Write out all of the records below word for word, leaving out the pictures.

- - - - -

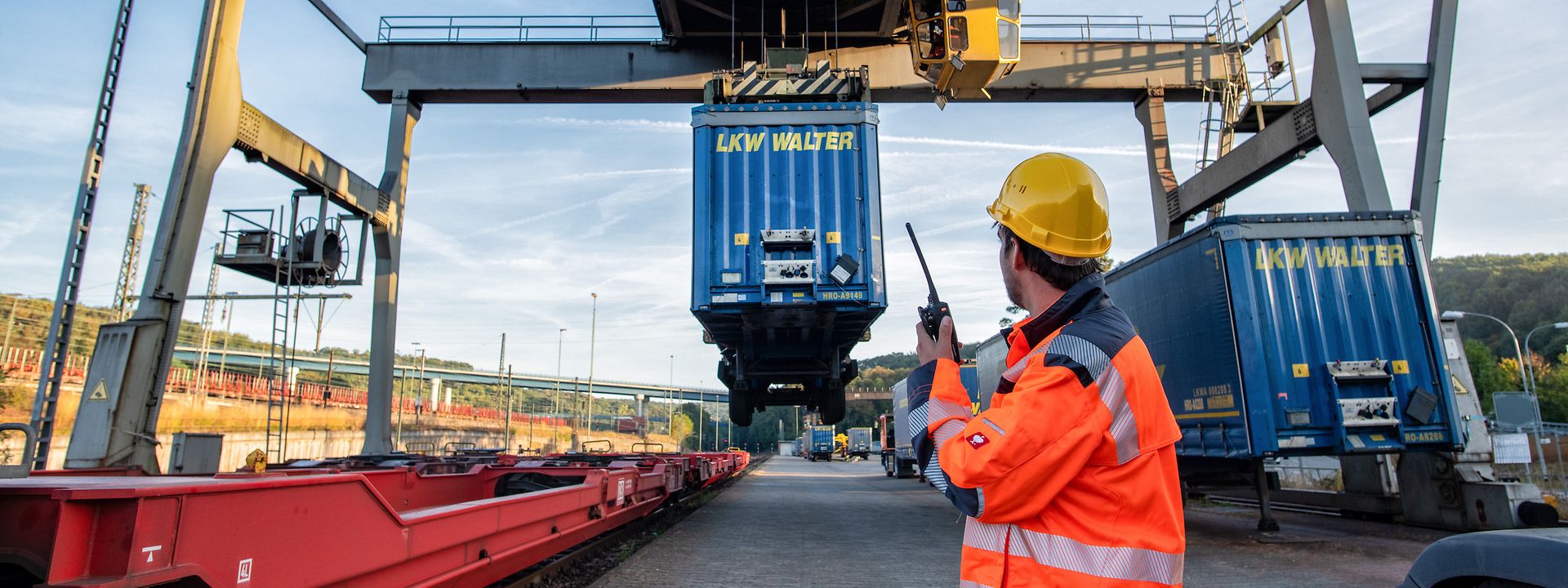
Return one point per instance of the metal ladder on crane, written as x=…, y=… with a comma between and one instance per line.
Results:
x=63, y=317
x=204, y=353
x=278, y=356
x=1223, y=99
x=124, y=287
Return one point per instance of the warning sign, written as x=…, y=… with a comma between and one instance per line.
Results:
x=99, y=392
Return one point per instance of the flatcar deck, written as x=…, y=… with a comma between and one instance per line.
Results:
x=795, y=523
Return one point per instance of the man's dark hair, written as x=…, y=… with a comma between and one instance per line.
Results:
x=1058, y=274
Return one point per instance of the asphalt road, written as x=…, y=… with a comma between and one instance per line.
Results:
x=795, y=523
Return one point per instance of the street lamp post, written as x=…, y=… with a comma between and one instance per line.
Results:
x=1525, y=383
x=670, y=427
x=560, y=341
x=1564, y=325
x=593, y=334
x=1540, y=425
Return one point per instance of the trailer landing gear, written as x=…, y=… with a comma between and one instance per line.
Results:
x=1266, y=521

- - - - -

◆ ANSWER TO THE PROBLEM:
Return one point per instance of the metal ladder on crane, written as x=…, y=… with a comma between and one instance per line.
Results:
x=63, y=317
x=204, y=353
x=278, y=356
x=1223, y=99
x=124, y=287
Return one point per instance of the warning sign, written as x=…, y=… with a comma between and one instance per line.
Results:
x=99, y=392
Return one point per instance of the flatcar deck, written as x=…, y=… with a comma between and one instance per line.
Results:
x=795, y=523
Return one point per instance of the man's dark hair, written as x=…, y=… with a comma between and one instance per line.
Results:
x=1058, y=274
Return one point per instance of the asphalt road, written as x=…, y=… with a comma between and one instance per line.
Results:
x=795, y=523
Return one point per instance of the street lamp post, written as x=…, y=… with a comma between and one instance per line.
Results:
x=1525, y=383
x=670, y=427
x=560, y=341
x=1564, y=325
x=593, y=334
x=1540, y=425
Return one point per instance of the trailer landing gear, written as x=…, y=… with a comma between and one instance per line.
Results:
x=1266, y=521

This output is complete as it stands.